▸ **Input**:
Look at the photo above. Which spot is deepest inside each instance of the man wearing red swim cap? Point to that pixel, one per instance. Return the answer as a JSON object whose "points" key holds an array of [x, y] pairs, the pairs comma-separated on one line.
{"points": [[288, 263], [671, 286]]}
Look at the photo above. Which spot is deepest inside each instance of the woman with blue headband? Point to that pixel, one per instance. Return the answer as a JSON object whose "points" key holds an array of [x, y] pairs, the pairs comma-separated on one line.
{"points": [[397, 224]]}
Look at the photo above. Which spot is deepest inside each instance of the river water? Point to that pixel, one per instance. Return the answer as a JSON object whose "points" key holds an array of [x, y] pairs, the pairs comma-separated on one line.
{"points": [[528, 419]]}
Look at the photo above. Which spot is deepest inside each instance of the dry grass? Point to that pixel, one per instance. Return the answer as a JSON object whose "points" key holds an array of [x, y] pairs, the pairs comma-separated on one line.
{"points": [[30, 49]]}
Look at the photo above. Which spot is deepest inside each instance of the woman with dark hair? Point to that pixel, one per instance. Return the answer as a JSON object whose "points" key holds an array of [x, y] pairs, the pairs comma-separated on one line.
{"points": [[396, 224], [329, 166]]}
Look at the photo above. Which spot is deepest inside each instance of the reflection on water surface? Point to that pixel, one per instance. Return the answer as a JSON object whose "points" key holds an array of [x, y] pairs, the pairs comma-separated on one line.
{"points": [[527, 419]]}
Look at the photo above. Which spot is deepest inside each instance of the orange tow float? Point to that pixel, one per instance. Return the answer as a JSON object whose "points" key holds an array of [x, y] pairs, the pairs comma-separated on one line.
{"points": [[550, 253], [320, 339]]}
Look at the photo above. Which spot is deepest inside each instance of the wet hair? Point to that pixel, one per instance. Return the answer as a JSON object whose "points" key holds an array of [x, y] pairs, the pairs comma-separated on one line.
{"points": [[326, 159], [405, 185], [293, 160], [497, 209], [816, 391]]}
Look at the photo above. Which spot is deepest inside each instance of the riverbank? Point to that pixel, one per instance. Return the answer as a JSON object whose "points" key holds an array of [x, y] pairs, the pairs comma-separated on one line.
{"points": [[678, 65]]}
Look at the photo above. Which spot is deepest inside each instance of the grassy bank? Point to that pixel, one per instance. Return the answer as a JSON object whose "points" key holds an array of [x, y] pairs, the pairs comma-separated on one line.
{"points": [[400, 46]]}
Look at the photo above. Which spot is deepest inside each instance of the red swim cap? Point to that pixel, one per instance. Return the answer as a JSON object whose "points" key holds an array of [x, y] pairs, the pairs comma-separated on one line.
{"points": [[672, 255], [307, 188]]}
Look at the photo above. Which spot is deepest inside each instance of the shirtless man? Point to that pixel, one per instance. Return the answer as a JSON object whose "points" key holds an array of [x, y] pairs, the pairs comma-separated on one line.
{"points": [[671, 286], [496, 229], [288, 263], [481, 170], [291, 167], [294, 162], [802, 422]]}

▸ **Exercise brief**: The required output is the line holding "of the shirtless" plus every line after it in the data, reproduced exactly.

▸ **Exercise output**:
Look at the photo above. Which spot is deepest inside each instance of the shirtless man? Point to that pixel, one per instance. Return the answer as a JSON object whose "points" key holds an array of [x, y] pairs, the pairs comma-separated on one line.
{"points": [[671, 286], [496, 229], [288, 263], [481, 170], [291, 167], [294, 162], [802, 422]]}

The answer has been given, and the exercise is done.